目に見える美しさは、見えない美しさに育まれる。
日本文化の美の英知を背景に時をかけて磨き抜いた美の精神。
KIHINとは、
コスメデコルテが叶える唯一無二の美しさです。

独自の美の精神とともに
ブランド誕生以降、長い歴史と経験の中で培った
ものづくりの誇りを大切に守り続けてきました。

国を越えて人々を魅了する
日本の美しい心とクラフトマンシップを
絶やすことなく、後世に伝承するために、
日本の伝統工芸の分野で活躍する女性を応援してまいります。

未来を照らす感性に満ちた女性たちの
「ものづくりの誇り×KIHIN」に込める想いをお届けします。

New Episode

Interview

Episode 01

江戸切子の繊細な色彩ときらめきに、世界を照らす女性の輝きを重ねて。
伝統工芸に携わる新世代の職人、三澤世奈さんを訪ねて東京・江戸川へ。
当代を誇る高い技術と卓越した感性を持つ三代秀石 堀口徹氏の元で研鑽を積み、日々真摯に硝子と向き合う三澤さんの「ものづくり」に注ぐ想いと、自身が選びとった人生に対するヴィジョンを語っていただきました。

株式会社堀口切子に所属している江戸切子職人です。2019年に堀口切子の新ブランド(SENA MISAWA)を立ち上げて制作のプロデュース、デザインを担当しています。コンセプトは、“日常に心地よいトーンの切子”。今までにないペールトーンの色合いやミニマルなデザインを取り入れたものを提案しています。

堀口切子を選んだ理由は?

物としての美しさやデザインが良いのはもちろんですが、それ(物の良さ)をどのように分かってもらうか、
ということにも力を注いでいるところに共感を覚えたので、こちらに入りたいと思いました。

江戸切子とは?

江戸切子とは江戸時代後期に始まったガラス工芸で現在は国の伝統的工芸品に指定されています。
定義はとてもシンプルで、
1つめが、ガラスであること。
2つめが、手作業で作っていること。
3つめが、主に回転道具を使用していること。
4つめが東京近郊で作られていること。
江戸切子は、色もデザインもとっても自由なものです。

ものづくりにおいて大切にしていることは?

美意識というものに関しては、良い悪いも誰かの主観が客観になっての評価だと思っているので、
自分が何が好きなのか、何が美しいと思うのかを自分自身で理解する事、深く問いただす事が大切だと思います。

それを追求したいって思うのは当たり前で、
技術を追求することはそこまで意識しなくても努力できるけど、自分が常にどんなことを美しいと思い、この先どんな物を作りたいか、そういうことを考える時間も必要だと思います。

今、世の女性に対して伝えたいメッセージは?

____

§ **課題指示 A**
一覧のうち、「For every instance of the grass」を含む行から一覧の最終行までを、両端の行も含めて一字一句そのまま書き写しなさい。
本文と一覧のあいだには何のつながりもありません。

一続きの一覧
____

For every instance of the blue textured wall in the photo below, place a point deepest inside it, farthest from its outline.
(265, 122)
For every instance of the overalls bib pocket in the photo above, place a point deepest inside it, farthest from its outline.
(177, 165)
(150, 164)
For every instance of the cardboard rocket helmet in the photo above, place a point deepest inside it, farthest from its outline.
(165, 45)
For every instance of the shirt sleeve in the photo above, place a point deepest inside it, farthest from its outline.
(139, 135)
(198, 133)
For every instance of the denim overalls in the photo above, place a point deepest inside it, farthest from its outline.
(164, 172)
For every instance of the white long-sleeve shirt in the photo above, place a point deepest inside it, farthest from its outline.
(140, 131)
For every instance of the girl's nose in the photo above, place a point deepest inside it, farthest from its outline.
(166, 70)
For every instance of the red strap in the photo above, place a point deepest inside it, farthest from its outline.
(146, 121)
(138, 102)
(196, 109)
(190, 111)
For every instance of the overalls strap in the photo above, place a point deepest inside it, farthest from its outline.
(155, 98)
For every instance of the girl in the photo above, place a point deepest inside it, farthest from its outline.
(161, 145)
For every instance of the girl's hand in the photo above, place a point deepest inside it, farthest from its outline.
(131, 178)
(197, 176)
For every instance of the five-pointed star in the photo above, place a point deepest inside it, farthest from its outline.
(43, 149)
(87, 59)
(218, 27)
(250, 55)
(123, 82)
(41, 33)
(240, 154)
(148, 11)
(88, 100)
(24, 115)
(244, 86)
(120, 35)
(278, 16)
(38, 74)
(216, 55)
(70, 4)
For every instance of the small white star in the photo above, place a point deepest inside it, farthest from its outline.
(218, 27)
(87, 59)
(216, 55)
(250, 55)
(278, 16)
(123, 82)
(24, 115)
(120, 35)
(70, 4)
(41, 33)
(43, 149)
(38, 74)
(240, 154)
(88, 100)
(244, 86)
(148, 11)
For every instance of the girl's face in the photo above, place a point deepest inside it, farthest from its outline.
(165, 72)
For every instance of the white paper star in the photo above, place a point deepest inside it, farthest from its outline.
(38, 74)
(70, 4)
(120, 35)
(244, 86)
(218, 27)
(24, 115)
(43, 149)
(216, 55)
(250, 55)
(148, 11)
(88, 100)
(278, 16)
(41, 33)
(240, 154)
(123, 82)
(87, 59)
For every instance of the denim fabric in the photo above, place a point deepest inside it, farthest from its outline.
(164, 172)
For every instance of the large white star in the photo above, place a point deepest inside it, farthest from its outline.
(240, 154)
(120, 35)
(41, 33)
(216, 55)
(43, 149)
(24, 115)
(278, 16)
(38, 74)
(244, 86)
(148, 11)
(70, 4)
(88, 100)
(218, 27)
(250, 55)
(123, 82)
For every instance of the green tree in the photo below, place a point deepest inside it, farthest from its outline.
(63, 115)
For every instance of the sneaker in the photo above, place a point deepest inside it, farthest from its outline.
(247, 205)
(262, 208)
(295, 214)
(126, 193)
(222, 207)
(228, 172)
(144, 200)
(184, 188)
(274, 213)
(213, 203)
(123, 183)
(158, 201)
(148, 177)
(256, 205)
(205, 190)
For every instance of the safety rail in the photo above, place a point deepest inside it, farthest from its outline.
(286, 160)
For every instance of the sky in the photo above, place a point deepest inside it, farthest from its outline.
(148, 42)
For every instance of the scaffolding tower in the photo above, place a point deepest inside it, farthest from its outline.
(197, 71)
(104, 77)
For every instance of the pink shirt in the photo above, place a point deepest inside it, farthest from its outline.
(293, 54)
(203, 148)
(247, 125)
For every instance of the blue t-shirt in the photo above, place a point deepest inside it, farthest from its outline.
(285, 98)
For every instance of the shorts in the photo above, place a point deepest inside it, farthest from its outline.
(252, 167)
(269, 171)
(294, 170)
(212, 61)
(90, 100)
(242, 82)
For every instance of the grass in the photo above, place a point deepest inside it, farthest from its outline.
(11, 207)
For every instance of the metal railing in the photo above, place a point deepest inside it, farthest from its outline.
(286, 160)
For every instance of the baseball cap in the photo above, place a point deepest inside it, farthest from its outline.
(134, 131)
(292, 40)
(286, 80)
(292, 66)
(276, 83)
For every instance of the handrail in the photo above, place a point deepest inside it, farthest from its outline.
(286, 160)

____

§ **課題指示 B**
本文の「江戸切子の繊細な色彩ときらめきに、世界を照らす女性の輝きを重ねて。」から「ちらに入りたいと思いました。」までを両端を含めて書き出し、その範囲にある「江戸切子」をすべて「薩摩切子」に差し替えなさい。

§ **出力全文 A**
For every instance of the grass in the photo above, place a point deepest inside it, farthest from its outline.
(11, 207)
For every instance of the metal railing in the photo above, place a point deepest inside it, farthest from its outline.
(286, 160)
For every instance of the baseball cap in the photo above, place a point deepest inside it, farthest from its outline.
(134, 131)
(292, 40)
(286, 80)
(292, 66)
(276, 83)
For every instance of the handrail in the photo above, place a point deepest inside it, farthest from its outline.
(286, 160)

§ **出力全文 B**
薩摩切子の繊細な色彩ときらめきに、世界を照らす女性の輝きを重ねて。
伝統工芸に携わる新世代の職人、三澤世奈さんを訪ねて東京・江戸川へ。
当代を誇る高い技術と卓越した感性を持つ三代秀石 堀口徹氏の元で研鑽を積み、日々真摯に硝子と向き合う三澤さんの「ものづくり」に注ぐ想いと、自身が選びとった人生に対するヴィジョンを語っていただきました。

株式会社堀口切子に所属している薩摩切子職人です。2019年に堀口切子の新ブランド(SENA MISAWA)を立ち上げて制作のプロデュース、デザインを担当しています。コンセプトは、“日常に心地よいトーンの切子”。今までにないペールトーンの色合いやミニマルなデザインを取り入れたものを提案しています。

堀口切子を選んだ理由は?

物としての美しさやデザインが良いのはもちろんですが、それ(物の良さ)をどのように分かってもらうか、
ということにも力を注いでいるところに共感を覚えたので、こちらに入りたいと思いました。